The House of Ahlefeldt is an ancient German and Danish noble family. It has similar coat of arms with the von Rumohr family, which indicates that they have descended from one House.

Legend 
According to legend, the family descended from "Hunold" Hunoldus comes de Schwabeck, whose great-grandson Konrad (Conradus baron de Alhefeld) 1152 participated in the murder of Herman II, Count of Winzenburg, and then, in 1153, he went to serve King Sven III. In 1154 Konrad was overthrown, and he and his family had to flee from Denmark. However, written of records and evidence of these events are unavailable.

Origins 

The family originated from Westensee near Kiel, Germany. The earliest known ancestor is one Benedict von Ahlefeldt, (d c 1340), whose son and grandsons served King Waldemar of Denmark and received significant pawn fiefs and properties in Denmark.

In Duchy of Schleswig the family inherited estates Søgård, Nør, Königsförde-Lindau, Sakstorp and Gelting. In Holstein, Bossee, Lehmkulen, Wittmold, Deutsch-Nienhof, Emkendorf, Kl. Nordsee, Haseldorf and Fresenburg. Godske von Ahlefeldt (d. 1541) was the last Catholic Bishop of Schleswig.

Imperial Counts of Rixingen
Friedrich von Ahlefeldt (1623-1686) was raised ad personam in 1665 to Heiliger Römischer Reichsgraf, Count of the Holy Roman Empire in immediate vassalage to the Holy Roman Emperor. But in 1669 he bought the County of Rixingen (later passed to the Dukes of Richelieu in 1751), thus becoming the real sovereign count. Friedrich's daughter, Countess Christiane von Ahlefeldt-Rixingen (1659-1695) from his first marriage to Countess Magarethe Dorothea zu Rantzau (1642-1665) married Frederick Louis, Count of Nassau-Ottweiler. His two daughters from his second marriage to Countess Marie Elisabeth zu Leiningen-Dagsburg-Hartenburg (1648-1724), Countess Charlotte Sibylla (1672-1726) married Count Georg Ludwig zu Solms-Rödelheim (1664-1715) and Countess Sophie Amalie von Ahlefeldt-Rixingen married Prince Frederick William of Schleswig-Holstein-Sonderburg-Augustenburg. His two sons followed him as Governors in Schleswig and Holstein. The son from his first marriage, Count Friedrich von Ahlefedt (1662–1708), married Christiane Charlotte Gyldenløve in 1687, an illegitimate daughter of King Christian V of Denmark and Sophie Amalie Moth, Countess of Samsøe. His son from his second marriage, Count Carl von Ahlefeldt, inherited the dominions of Rixingen and Mörsberg in 1686, which he later passed on to his brother-in-law, Count Friedrich Ludwig von Nassau-Ottweiler. After the death of his older half-brother in 1708 Carl inherited the county of Langeland with Tranekær Castle.

Questions to answer.
[1] Copy the dataset entries word for word, from the start of the entries through the line containing "positive clicks: (404, 596)", both included, and leave out the pictures.
[2] Continue the account of the House of Ahlefeldt, picking up after its final sentence.

Dataset entries.
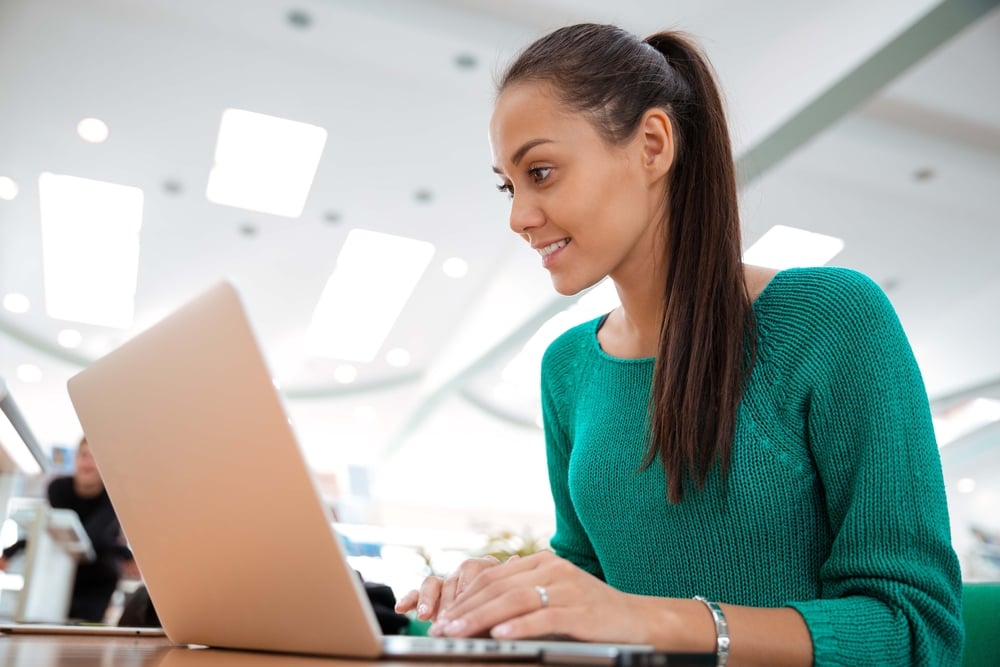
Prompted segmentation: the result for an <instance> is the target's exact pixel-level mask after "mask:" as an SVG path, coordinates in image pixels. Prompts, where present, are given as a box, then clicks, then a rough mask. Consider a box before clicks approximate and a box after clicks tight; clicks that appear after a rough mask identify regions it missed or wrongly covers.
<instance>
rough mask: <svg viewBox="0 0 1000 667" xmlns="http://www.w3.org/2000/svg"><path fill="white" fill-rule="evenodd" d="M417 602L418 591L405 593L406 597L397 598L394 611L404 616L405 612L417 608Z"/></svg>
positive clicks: (404, 596)
mask: <svg viewBox="0 0 1000 667" xmlns="http://www.w3.org/2000/svg"><path fill="white" fill-rule="evenodd" d="M418 600H420V591H418V590H416V589H414V590H412V591H410V592H409V593H407V594H406V595H404V596H403V597H401V598H399V600H397V601H396V606H395V607H394V609H395V610H396V612H397V613H400V614H405V613H406V612H408V611H410V610H411V609H413V608H414V607H416V606H417V601H418Z"/></svg>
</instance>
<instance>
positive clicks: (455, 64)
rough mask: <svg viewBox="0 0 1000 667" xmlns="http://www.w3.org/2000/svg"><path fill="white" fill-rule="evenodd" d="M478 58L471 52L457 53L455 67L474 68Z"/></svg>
mask: <svg viewBox="0 0 1000 667" xmlns="http://www.w3.org/2000/svg"><path fill="white" fill-rule="evenodd" d="M478 64H479V60H478V59H477V58H476V57H475V56H474V55H472V54H471V53H459V54H458V55H457V56H455V67H457V68H458V69H475V68H476V65H478Z"/></svg>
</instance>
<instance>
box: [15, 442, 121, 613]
mask: <svg viewBox="0 0 1000 667" xmlns="http://www.w3.org/2000/svg"><path fill="white" fill-rule="evenodd" d="M74 463H75V468H74V471H73V474H72V475H71V476H63V477H56V478H54V479H53V480H52V481H51V482H49V485H48V490H47V496H48V501H49V505H51V506H52V507H53V508H56V509H71V510H73V511H75V512H76V513H77V515H78V516H79V517H80V523H81V524H82V525H83V528H84V530H85V531H86V532H87V537H88V538H90V542H91V544H92V546H93V548H94V553H95V554H96V556H95V558H94V560H93V561H90V562H80V563H79V564H78V565H77V569H76V577H75V578H74V581H73V592H72V597H71V602H70V608H69V613H68V616H69V619H70V620H77V621H87V622H102V621H103V620H104V617H105V614H106V613H107V609H108V605H109V604H110V602H111V597H112V595H113V594H114V592H115V589H116V588H117V587H118V582H119V580H120V579H121V577H122V575H123V571H124V574H126V575H128V576H130V577H133V578H138V570H136V568H135V562H134V561H133V559H132V553H131V551H130V550H129V549H128V547H127V546H125V543H124V536H123V535H122V530H121V526H120V525H119V523H118V517H117V516H116V515H115V510H114V507H112V505H111V499H110V498H109V497H108V492H107V490H106V489H105V488H104V482H103V481H102V480H101V475H100V473H99V472H98V470H97V464H96V463H95V462H94V457H93V455H92V454H91V452H90V446H89V445H88V444H87V439H86V438H85V437H84V438H83V439H81V440H80V444H79V445H78V447H77V450H76V455H75V457H74ZM25 546H26V541H25V540H18V541H17V542H15V543H14V544H12V545H11V546H10V547H8V548H7V549H5V550H4V551H3V555H2V556H0V570H6V569H7V567H8V564H9V559H10V558H11V557H12V556H14V555H15V554H16V553H18V552H19V551H21V550H22V549H24V547H25Z"/></svg>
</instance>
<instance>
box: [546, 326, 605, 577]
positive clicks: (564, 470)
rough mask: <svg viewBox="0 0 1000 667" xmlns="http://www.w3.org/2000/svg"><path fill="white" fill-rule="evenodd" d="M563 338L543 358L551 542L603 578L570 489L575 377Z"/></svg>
mask: <svg viewBox="0 0 1000 667" xmlns="http://www.w3.org/2000/svg"><path fill="white" fill-rule="evenodd" d="M565 343H566V339H565V338H563V339H557V340H556V342H554V343H553V344H552V346H551V347H550V348H549V349H548V350H547V351H546V354H545V357H544V358H543V359H542V391H541V394H542V396H541V398H542V421H543V424H544V429H545V448H546V460H547V462H548V472H549V486H550V487H551V490H552V500H553V501H554V503H555V510H556V530H555V534H554V535H553V536H552V539H551V541H550V545H551V547H552V549H553V551H555V553H556V554H558V555H559V556H560V557H562V558H565V559H566V560H568V561H570V562H571V563H573V564H574V565H576V566H577V567H579V568H580V569H582V570H584V571H586V572H589V573H590V574H592V575H594V576H596V577H598V578H600V579H601V580H602V581H603V580H604V572H603V571H602V569H601V564H600V562H599V561H598V559H597V555H596V554H595V553H594V547H593V545H592V544H591V542H590V538H589V537H588V536H587V533H586V531H585V530H584V528H583V525H582V524H581V523H580V518H579V516H577V513H576V509H575V507H574V506H573V499H572V498H571V496H570V491H569V462H570V455H571V453H572V449H573V444H572V440H571V439H570V437H569V435H568V432H567V426H568V424H567V422H568V419H569V416H568V414H567V412H566V409H565V406H567V405H568V404H569V401H568V400H567V398H568V397H567V396H565V392H567V391H572V384H573V382H574V381H575V378H573V377H571V376H568V375H567V374H566V371H567V370H568V369H567V365H569V366H572V363H571V359H572V357H573V350H572V349H567V347H570V348H571V347H572V346H567V345H566V344H565Z"/></svg>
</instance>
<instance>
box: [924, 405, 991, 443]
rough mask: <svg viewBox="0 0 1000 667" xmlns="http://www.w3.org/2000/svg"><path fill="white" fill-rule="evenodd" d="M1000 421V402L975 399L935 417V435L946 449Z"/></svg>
mask: <svg viewBox="0 0 1000 667" xmlns="http://www.w3.org/2000/svg"><path fill="white" fill-rule="evenodd" d="M997 421H1000V401H998V400H996V399H993V398H975V399H972V400H969V401H963V402H961V403H959V404H958V405H955V406H953V407H951V408H949V409H947V410H945V411H944V412H943V413H941V414H938V415H935V416H934V434H935V436H936V437H937V441H938V446H939V447H944V446H945V445H948V444H951V443H952V442H955V441H956V440H958V439H960V438H963V437H965V436H966V435H968V434H970V433H972V432H973V431H976V430H978V429H980V428H982V427H984V426H986V425H988V424H992V423H993V422H997Z"/></svg>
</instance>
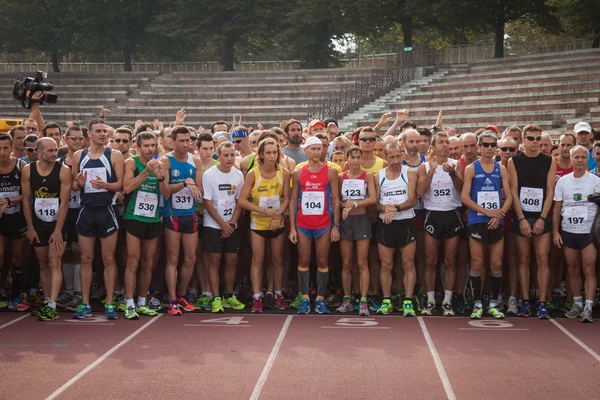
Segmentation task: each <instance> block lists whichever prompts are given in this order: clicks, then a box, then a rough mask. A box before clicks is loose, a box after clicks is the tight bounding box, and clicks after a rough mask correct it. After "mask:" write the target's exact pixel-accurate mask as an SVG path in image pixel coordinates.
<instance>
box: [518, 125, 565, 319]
mask: <svg viewBox="0 0 600 400" xmlns="http://www.w3.org/2000/svg"><path fill="white" fill-rule="evenodd" d="M523 137H524V138H525V141H524V150H525V151H524V152H523V153H519V154H517V155H516V156H514V157H513V158H511V159H510V160H509V161H508V172H509V175H510V188H511V190H512V195H513V199H514V201H513V206H514V212H515V218H514V220H513V230H514V231H515V232H516V234H517V250H518V254H519V283H520V286H521V293H522V295H523V305H522V306H521V309H520V310H519V313H518V316H520V317H528V316H529V314H530V302H529V260H530V253H531V245H532V243H533V247H534V249H535V256H536V263H537V269H538V270H537V279H538V286H539V291H540V298H539V302H538V305H537V314H538V318H540V319H548V318H550V314H549V313H548V311H547V310H546V300H547V294H548V293H547V292H548V282H549V279H550V270H549V266H548V255H549V254H550V245H551V237H550V231H551V230H552V221H551V217H550V215H549V214H550V209H551V207H552V198H553V195H554V183H555V181H556V177H555V175H556V161H555V160H554V159H553V158H552V157H549V156H546V155H544V154H542V153H541V152H540V140H541V139H542V129H541V128H540V127H539V126H537V125H533V124H532V125H527V126H526V127H525V128H523Z"/></svg>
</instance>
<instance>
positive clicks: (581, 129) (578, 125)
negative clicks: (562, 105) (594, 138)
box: [573, 122, 592, 135]
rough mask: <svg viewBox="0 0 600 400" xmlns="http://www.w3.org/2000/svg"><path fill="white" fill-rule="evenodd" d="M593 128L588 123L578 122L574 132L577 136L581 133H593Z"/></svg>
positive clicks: (589, 124) (575, 125) (585, 122)
mask: <svg viewBox="0 0 600 400" xmlns="http://www.w3.org/2000/svg"><path fill="white" fill-rule="evenodd" d="M591 131H592V127H591V126H590V124H588V123H587V122H578V123H577V124H576V125H575V128H574V129H573V132H575V134H576V135H577V134H578V133H579V132H591Z"/></svg>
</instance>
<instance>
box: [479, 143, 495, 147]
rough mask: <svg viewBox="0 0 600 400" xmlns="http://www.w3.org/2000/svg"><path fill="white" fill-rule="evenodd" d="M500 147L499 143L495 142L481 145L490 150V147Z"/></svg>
mask: <svg viewBox="0 0 600 400" xmlns="http://www.w3.org/2000/svg"><path fill="white" fill-rule="evenodd" d="M497 145H498V143H496V142H494V143H481V146H483V147H485V148H488V147H496V146H497Z"/></svg>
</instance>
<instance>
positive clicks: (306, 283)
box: [298, 268, 310, 296]
mask: <svg viewBox="0 0 600 400" xmlns="http://www.w3.org/2000/svg"><path fill="white" fill-rule="evenodd" d="M298 285H299V286H300V293H302V295H304V296H308V295H309V289H308V286H309V285H310V272H309V271H300V268H298Z"/></svg>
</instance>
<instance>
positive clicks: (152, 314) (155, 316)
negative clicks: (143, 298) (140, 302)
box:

Answers to the tasks.
[1]
Prompted segmentation: the result for an <instance> is the target's exact pixel-level mask after "mask:" as an SVG path, coordinates in image pixels. Prompts, where present, are given as a box, then clicks, then a rough mask. Consider a box before clicks approximate and a box after clicks tight; clicks that appear after a rough mask identify regions it missed or wrongly covers.
<instance>
rough mask: <svg viewBox="0 0 1000 667" xmlns="http://www.w3.org/2000/svg"><path fill="white" fill-rule="evenodd" d="M417 602L418 591L405 593L406 597L397 598L394 611L404 616L405 612L417 608Z"/></svg>
positive clicks: (404, 596)

[2]
Denmark line 
His kinsman, High royal councillor Burchard von Ahlefeldt received in 1672 letters patent as Danish count and the position of Lensgrave. He inherited the county of Langeland which was later inherited by his cousins, Imperial Counts von Ahlefeldt.

One of his grandsons, Count Christian von Ahlefeldt inherited the county of Laurvig in Norway, one of the two official counties ever in that country (the other was Jarlsberg, which belonged to the House of Wedel). In 1785 he received the royal licence to himself and his descendants to bear the name Ahlefeldt-Laurvig.

Holdings
The Ahlefeldt family accumulated large holdings of land on the territories of today's Germany and Denmark:
 Olpenitz (at Kappeln)
  Saxtorf (at Schwansen)
  Königsförde-Lindau (at the Eider Canal), the County of Langeland with Tranekær Castle
 Barony of Lehn
 Egeskov Castle
  Tranekær Castle, Eriksholm Castle, Fjællebro, Hjortholm, Møllerup, Skovsbo and Ulstrup Castle.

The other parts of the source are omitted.